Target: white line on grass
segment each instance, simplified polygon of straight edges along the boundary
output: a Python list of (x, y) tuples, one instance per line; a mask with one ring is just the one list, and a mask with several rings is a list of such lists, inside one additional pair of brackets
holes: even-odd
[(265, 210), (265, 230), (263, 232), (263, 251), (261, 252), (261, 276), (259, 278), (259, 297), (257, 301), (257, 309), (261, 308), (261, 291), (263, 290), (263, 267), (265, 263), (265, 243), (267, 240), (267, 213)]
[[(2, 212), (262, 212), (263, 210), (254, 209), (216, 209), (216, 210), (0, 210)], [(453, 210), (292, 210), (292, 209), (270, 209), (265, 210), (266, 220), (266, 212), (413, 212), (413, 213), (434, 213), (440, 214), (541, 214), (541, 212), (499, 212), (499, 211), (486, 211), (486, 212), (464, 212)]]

= INSTRUCTIONS TO FOLLOW =
Can you set down every line of the records above again, character for character?

= TASK RESPONSE =
Target: white line on grass
segment each instance, simplified polygon of straight edges along the boundary
output: a Python list of (x, y) tuples, one instance per line; a mask with one ring is just the one list, and a mask with several rings is a list of such lists, inside one additional pair of brackets
holes: even-odd
[(265, 210), (265, 230), (263, 232), (263, 251), (261, 252), (261, 276), (259, 278), (259, 297), (257, 301), (257, 309), (261, 308), (261, 291), (263, 290), (263, 267), (265, 263), (265, 243), (267, 240), (267, 213)]
[[(2, 212), (262, 212), (263, 210), (254, 209), (216, 209), (216, 210), (0, 210)], [(453, 210), (292, 210), (292, 209), (270, 209), (265, 210), (266, 220), (266, 212), (413, 212), (413, 213), (434, 213), (440, 214), (541, 214), (541, 212), (499, 212), (499, 211), (486, 211), (486, 212), (464, 212)]]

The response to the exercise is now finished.